* _What to do_: Please repeat all of the lines below verbatim, changing nothing.

==*==

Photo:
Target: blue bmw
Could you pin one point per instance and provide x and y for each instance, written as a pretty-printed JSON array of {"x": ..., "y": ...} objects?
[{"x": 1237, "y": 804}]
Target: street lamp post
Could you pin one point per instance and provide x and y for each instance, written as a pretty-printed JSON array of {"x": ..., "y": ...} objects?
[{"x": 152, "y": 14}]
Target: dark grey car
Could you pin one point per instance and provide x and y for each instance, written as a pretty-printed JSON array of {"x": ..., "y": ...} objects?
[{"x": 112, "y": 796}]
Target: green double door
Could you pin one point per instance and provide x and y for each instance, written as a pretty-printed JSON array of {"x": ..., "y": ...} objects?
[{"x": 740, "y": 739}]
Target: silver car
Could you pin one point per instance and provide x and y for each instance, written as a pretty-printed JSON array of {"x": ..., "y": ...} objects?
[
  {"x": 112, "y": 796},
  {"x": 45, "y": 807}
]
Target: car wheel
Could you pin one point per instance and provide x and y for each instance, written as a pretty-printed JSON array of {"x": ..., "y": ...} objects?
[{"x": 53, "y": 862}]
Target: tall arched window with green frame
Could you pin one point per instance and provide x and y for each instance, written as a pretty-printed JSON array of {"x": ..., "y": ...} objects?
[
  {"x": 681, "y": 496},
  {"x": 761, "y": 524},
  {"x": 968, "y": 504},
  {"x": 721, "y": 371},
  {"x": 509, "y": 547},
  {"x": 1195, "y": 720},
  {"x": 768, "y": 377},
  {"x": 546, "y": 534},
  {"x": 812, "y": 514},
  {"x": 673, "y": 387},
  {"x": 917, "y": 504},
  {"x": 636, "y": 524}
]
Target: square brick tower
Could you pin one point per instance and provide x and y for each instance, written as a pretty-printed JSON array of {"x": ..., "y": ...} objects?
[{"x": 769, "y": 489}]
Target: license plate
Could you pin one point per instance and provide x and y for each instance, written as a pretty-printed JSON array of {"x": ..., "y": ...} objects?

==*==

* _Task solution_:
Photo:
Target: blue bmw
Could you pin one point per instance and provide x and y for each instance, written as a pretty-printed JSON array of {"x": ..., "y": ...} objects?
[{"x": 1237, "y": 804}]
Target: street lamp post
Could you pin one point per instance and provide x and y for each instance, written as a pretty-printed JSON array of {"x": ..., "y": ...} objects?
[{"x": 152, "y": 14}]
Target: dark grey car
Could you pin one point per instance and provide x and y for each instance, written as a pretty-printed JSON array of {"x": ..., "y": ...} objects?
[{"x": 112, "y": 796}]
Target: green double door
Could you pin one point per instance and provide x and y for each instance, written as a pretty-printed JSON array of {"x": ..., "y": ...} objects?
[{"x": 740, "y": 739}]
Target: silver car
Could you pin one point per instance and provide x and y for each instance, written as a pretty-printed JSON array of {"x": ..., "y": ...} objects?
[
  {"x": 112, "y": 796},
  {"x": 45, "y": 807}
]
Target: car wheel
Could you pin one point per instance and provide x and y for each instance, written as a pretty-printed JSON array of {"x": ..., "y": ...} objects?
[{"x": 53, "y": 862}]
Target: tall arched window with green frame
Could you pin one point per instance and provide x and y for each instance, written as a pretty-printed JSON array of {"x": ..., "y": ...} objects?
[
  {"x": 681, "y": 496},
  {"x": 761, "y": 524},
  {"x": 968, "y": 504},
  {"x": 721, "y": 371},
  {"x": 509, "y": 547},
  {"x": 1195, "y": 720},
  {"x": 768, "y": 377},
  {"x": 546, "y": 534},
  {"x": 812, "y": 514},
  {"x": 673, "y": 387},
  {"x": 917, "y": 504},
  {"x": 636, "y": 524}
]
Target: square brick tower
Could you pin one point per instance and provide x and y for each instance, written as a pretty-printed JSON array of {"x": ..., "y": ...} objects?
[{"x": 769, "y": 489}]
Target: license plate
Could you pin one point per instance and provide x and y for each instance, written as a pretty-printed JSON array of {"x": ..., "y": ...} objects?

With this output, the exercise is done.